What the task requires:
Each line of the data below holding the word "blue" must be copied.

Natural language region descriptions:
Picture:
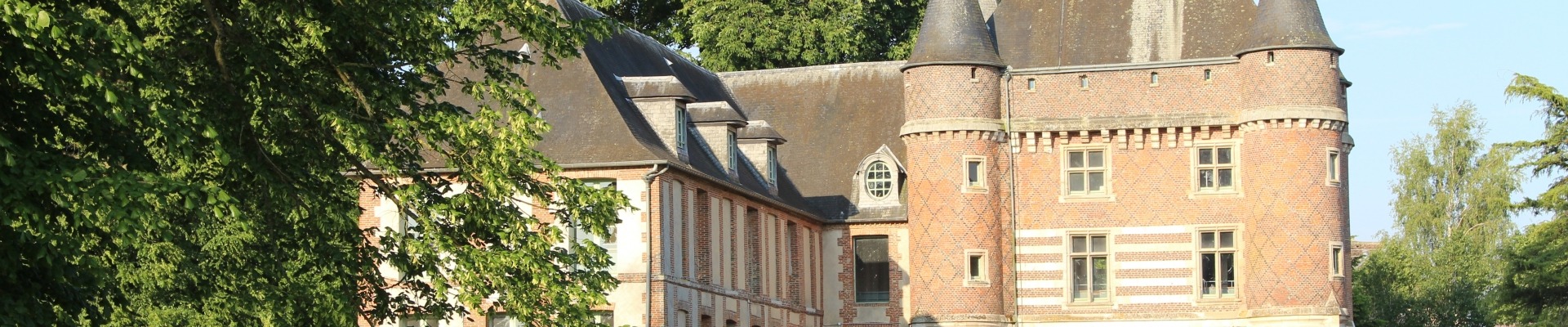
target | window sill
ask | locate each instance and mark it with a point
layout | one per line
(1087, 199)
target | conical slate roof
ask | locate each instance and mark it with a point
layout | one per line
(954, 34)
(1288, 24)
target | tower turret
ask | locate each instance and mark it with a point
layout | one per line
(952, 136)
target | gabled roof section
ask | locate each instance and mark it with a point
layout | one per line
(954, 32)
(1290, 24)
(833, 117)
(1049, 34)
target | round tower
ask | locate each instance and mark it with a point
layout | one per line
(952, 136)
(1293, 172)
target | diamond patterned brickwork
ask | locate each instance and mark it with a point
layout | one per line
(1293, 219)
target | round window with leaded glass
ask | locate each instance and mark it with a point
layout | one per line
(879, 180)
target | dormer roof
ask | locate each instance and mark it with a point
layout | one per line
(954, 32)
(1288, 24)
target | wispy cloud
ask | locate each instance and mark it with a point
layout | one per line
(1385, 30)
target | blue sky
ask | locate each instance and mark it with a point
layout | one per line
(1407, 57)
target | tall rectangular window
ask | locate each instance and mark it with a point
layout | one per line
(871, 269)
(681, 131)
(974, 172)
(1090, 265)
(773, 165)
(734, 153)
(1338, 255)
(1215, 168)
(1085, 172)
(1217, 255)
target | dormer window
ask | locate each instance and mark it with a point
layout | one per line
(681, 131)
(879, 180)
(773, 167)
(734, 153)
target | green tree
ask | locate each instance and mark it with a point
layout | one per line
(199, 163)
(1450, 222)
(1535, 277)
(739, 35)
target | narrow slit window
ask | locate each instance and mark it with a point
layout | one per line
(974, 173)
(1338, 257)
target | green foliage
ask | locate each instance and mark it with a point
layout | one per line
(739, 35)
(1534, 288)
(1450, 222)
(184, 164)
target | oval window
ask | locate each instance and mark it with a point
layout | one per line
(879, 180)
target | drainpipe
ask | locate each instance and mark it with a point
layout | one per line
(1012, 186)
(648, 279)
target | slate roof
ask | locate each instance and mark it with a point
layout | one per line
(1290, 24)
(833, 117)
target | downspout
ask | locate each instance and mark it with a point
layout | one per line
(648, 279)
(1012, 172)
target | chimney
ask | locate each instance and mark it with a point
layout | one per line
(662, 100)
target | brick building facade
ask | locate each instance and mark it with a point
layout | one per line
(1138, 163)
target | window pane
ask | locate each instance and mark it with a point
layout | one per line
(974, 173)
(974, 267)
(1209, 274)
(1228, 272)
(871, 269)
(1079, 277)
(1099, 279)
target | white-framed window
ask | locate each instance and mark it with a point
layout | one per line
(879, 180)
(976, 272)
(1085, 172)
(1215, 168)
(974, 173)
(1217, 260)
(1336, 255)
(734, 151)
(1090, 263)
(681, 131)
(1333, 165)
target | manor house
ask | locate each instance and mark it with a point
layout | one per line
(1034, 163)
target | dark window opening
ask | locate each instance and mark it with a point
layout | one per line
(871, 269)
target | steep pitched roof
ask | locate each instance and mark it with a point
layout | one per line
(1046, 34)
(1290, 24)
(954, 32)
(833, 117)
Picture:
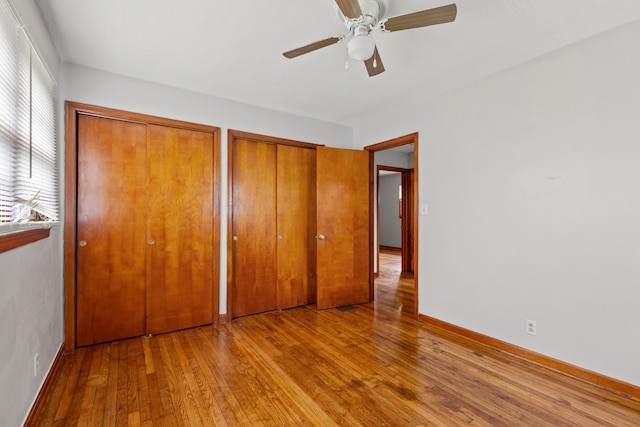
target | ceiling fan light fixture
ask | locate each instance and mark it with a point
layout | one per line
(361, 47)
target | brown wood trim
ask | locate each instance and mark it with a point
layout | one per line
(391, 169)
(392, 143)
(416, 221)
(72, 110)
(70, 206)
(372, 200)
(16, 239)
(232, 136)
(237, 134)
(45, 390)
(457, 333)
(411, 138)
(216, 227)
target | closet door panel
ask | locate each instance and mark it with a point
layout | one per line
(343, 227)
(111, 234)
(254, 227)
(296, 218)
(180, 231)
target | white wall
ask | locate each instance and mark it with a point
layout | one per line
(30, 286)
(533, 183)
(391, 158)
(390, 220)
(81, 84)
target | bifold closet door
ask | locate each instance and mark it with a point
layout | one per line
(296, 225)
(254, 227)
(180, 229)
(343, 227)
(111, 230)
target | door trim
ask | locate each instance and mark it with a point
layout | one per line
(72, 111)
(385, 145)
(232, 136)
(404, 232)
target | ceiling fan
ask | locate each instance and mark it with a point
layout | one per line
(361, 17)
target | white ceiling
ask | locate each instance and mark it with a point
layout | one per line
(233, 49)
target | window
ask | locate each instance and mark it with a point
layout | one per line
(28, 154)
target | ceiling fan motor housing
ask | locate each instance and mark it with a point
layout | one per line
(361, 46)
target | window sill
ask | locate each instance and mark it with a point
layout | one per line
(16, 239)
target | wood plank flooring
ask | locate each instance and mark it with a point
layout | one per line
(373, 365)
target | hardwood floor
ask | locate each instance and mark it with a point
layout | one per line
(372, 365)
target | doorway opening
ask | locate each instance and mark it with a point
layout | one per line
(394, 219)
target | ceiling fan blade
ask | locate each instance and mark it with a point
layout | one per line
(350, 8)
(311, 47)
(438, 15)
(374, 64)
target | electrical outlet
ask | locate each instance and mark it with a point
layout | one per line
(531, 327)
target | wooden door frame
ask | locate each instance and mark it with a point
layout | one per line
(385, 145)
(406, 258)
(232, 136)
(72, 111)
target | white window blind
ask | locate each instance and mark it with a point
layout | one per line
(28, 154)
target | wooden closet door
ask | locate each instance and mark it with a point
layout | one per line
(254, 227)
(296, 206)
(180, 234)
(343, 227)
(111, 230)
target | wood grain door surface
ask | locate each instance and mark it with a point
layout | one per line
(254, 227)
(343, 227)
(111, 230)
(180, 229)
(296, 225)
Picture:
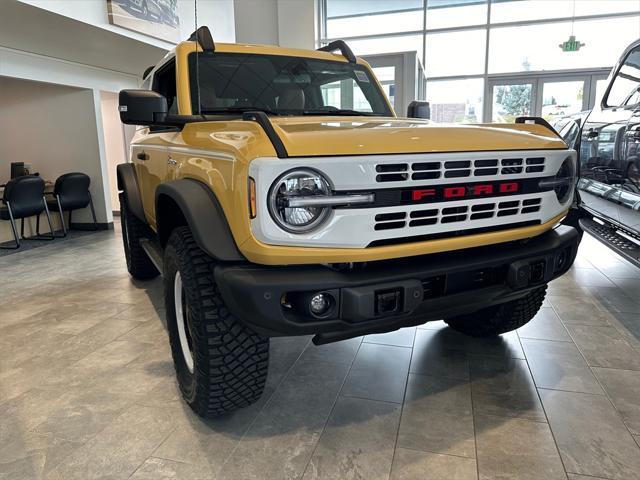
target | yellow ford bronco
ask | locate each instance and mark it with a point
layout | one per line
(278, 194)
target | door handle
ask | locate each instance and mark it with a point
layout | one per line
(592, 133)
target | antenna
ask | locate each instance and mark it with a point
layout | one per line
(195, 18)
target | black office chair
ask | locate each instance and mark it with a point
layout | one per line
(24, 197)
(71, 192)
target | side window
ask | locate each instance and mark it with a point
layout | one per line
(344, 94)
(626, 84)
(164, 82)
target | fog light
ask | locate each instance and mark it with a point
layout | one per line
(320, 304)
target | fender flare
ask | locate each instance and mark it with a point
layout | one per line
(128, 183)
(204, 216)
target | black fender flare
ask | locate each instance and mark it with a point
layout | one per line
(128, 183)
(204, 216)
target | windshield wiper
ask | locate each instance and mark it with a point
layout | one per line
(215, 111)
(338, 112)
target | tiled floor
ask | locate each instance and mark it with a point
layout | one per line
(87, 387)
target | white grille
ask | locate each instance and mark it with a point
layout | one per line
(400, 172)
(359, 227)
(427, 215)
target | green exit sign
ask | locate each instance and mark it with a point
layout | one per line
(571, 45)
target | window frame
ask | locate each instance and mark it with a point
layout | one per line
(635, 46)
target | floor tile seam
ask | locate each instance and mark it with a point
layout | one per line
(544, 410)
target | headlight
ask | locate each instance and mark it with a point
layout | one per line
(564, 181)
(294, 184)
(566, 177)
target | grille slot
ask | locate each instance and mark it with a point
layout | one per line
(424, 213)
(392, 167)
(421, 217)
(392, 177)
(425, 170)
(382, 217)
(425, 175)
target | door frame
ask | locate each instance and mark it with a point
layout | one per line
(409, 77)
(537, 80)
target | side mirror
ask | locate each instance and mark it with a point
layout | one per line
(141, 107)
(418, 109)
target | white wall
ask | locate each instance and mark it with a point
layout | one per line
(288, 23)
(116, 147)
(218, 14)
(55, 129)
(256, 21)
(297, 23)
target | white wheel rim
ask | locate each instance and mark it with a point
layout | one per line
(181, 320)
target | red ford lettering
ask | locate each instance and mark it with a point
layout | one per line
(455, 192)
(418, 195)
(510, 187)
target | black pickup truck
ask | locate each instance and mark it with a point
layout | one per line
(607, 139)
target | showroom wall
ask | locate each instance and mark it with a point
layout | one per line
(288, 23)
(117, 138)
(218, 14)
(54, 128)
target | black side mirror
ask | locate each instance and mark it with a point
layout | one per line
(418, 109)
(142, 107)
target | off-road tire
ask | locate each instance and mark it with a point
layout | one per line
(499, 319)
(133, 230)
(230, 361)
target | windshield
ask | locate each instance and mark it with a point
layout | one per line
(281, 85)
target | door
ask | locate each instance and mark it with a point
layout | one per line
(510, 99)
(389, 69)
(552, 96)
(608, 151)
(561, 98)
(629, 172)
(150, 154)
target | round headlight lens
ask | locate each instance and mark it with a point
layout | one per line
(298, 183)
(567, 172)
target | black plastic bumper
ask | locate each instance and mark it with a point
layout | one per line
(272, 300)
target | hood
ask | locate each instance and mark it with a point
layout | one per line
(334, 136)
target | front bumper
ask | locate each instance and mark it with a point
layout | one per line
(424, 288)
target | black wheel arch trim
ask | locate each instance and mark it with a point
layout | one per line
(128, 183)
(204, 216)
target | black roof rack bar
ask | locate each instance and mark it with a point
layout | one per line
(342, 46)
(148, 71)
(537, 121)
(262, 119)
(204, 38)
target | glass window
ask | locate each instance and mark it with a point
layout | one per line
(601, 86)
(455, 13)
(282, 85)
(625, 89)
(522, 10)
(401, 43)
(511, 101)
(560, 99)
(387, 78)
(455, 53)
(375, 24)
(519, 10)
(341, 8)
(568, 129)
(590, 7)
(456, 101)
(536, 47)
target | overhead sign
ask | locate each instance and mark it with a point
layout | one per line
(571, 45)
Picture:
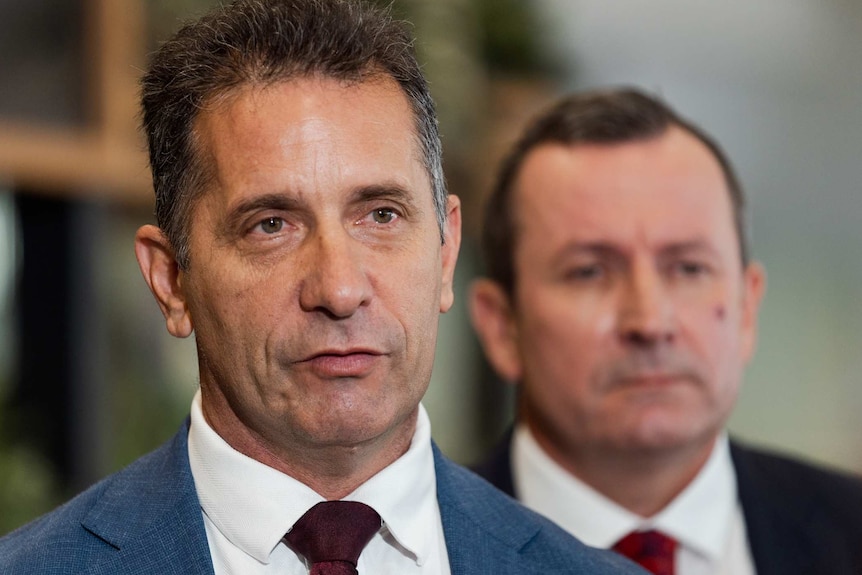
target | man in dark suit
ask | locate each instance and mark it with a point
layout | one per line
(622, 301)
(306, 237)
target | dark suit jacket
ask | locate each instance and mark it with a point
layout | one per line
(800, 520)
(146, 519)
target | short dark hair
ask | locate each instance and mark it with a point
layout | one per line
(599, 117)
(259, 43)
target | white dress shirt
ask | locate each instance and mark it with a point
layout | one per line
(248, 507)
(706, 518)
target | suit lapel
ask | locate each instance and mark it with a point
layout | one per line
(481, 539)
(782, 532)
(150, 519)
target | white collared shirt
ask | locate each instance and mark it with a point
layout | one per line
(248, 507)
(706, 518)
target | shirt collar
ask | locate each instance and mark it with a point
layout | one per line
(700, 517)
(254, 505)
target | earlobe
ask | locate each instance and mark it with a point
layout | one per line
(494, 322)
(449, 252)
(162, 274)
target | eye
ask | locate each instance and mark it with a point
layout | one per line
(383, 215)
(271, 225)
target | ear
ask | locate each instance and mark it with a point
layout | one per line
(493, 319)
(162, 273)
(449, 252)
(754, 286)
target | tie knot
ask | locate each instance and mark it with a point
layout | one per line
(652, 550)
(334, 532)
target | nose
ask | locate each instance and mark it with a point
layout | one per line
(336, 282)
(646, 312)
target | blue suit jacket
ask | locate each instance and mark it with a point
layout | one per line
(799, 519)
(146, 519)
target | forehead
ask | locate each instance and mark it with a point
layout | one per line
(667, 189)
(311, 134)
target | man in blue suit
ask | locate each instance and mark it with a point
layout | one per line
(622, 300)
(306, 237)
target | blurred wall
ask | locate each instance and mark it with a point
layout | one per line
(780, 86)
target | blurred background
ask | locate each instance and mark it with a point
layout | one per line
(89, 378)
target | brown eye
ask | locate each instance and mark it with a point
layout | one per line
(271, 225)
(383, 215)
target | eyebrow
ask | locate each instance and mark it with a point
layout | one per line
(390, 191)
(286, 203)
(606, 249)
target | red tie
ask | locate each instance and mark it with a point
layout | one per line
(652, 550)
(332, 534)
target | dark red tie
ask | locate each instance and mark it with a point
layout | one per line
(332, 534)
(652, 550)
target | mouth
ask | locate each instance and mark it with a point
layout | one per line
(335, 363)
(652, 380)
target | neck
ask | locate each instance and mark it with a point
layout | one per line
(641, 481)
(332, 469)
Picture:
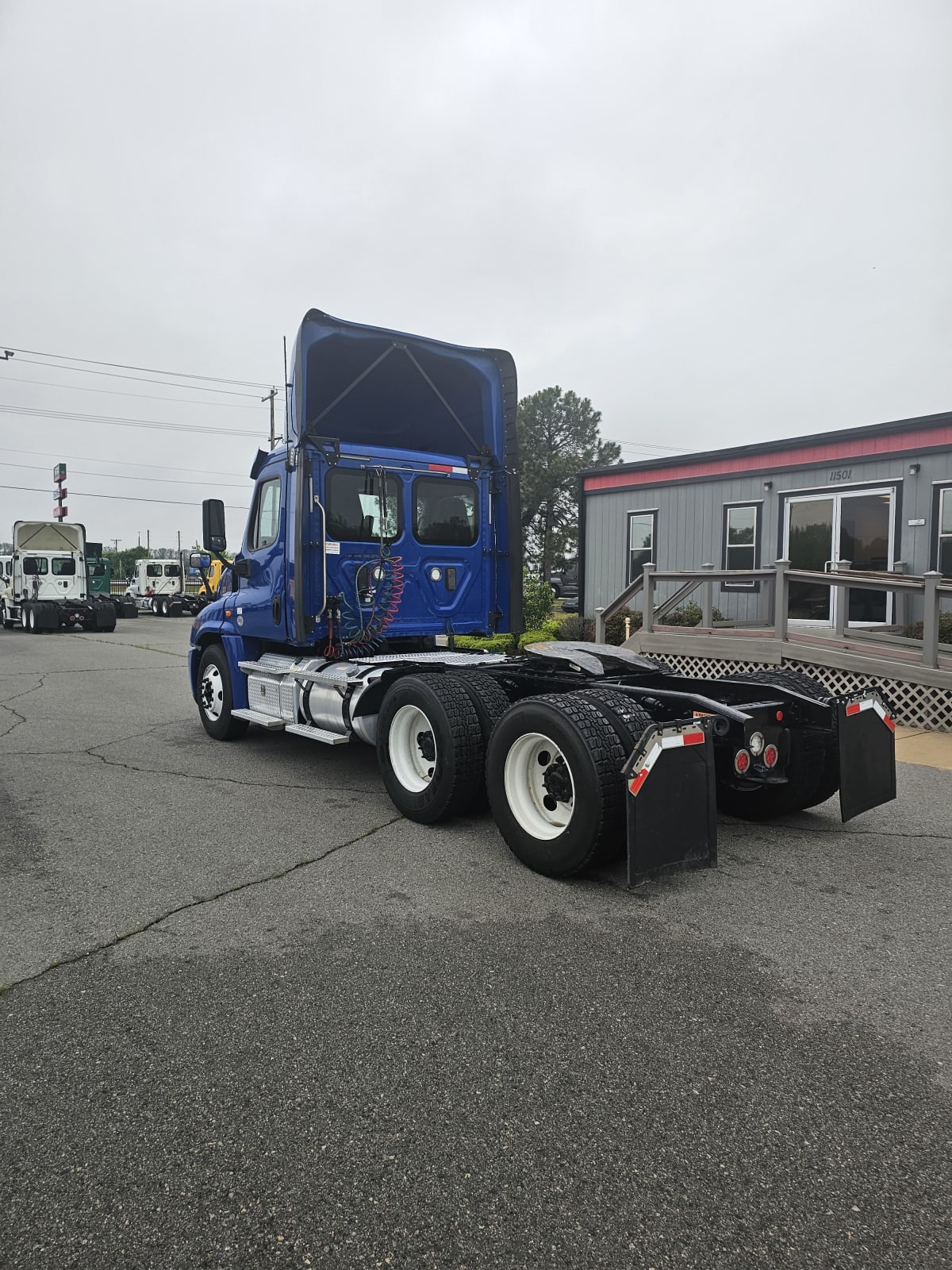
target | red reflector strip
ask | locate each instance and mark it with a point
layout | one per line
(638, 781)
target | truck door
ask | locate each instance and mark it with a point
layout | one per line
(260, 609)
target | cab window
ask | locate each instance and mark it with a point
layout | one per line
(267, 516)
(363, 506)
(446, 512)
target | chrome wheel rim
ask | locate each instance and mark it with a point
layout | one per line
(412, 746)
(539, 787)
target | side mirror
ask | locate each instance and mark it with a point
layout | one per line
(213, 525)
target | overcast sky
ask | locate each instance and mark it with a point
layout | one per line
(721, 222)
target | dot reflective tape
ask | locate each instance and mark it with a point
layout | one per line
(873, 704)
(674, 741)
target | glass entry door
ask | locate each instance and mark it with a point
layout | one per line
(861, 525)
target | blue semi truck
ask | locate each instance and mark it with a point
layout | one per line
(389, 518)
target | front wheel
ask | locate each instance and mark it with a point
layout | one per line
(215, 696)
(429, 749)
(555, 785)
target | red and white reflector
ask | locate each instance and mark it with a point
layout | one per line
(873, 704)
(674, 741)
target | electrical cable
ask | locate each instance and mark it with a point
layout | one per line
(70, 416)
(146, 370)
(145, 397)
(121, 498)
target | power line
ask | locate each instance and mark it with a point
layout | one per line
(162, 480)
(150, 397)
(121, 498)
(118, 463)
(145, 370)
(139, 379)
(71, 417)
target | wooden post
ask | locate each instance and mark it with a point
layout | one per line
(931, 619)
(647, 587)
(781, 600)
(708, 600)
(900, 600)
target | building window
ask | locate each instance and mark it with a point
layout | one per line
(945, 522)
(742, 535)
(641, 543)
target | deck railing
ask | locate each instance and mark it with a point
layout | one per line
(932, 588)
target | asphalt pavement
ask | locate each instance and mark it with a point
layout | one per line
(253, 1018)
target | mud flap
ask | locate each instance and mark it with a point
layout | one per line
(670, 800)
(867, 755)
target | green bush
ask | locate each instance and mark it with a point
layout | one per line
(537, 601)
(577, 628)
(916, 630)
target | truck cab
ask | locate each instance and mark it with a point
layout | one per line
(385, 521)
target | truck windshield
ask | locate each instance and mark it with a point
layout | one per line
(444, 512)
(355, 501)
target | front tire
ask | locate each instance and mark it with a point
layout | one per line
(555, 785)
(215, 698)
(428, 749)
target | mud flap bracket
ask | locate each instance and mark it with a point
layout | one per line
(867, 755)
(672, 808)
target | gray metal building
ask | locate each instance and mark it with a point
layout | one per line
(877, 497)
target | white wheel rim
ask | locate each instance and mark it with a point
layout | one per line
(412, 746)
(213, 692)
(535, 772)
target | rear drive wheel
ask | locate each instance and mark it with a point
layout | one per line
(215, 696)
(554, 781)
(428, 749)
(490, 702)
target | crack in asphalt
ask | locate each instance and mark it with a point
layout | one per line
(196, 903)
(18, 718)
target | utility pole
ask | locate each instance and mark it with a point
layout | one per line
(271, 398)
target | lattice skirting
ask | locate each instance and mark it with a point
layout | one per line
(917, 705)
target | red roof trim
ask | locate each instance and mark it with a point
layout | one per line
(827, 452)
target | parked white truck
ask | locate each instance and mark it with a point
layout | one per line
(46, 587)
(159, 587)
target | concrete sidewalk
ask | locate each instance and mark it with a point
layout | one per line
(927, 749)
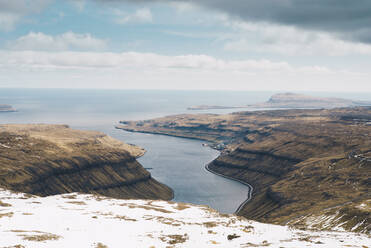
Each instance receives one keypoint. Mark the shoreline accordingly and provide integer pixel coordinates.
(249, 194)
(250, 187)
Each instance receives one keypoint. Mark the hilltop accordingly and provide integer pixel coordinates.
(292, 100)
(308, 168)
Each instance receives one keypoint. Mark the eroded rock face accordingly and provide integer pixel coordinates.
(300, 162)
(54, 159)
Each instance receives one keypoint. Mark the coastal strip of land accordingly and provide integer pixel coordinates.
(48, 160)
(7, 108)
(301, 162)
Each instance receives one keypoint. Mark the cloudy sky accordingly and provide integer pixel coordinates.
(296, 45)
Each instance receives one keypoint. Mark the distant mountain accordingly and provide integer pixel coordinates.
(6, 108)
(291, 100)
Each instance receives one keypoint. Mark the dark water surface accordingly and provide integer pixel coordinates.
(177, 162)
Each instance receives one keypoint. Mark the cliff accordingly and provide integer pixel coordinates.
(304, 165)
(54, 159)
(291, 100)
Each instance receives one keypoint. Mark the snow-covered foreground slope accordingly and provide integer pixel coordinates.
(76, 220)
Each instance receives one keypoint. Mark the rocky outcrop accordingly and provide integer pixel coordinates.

Task output:
target | blue sky
target | blue suit jacket
target | man in blue suit
target | blue semi truck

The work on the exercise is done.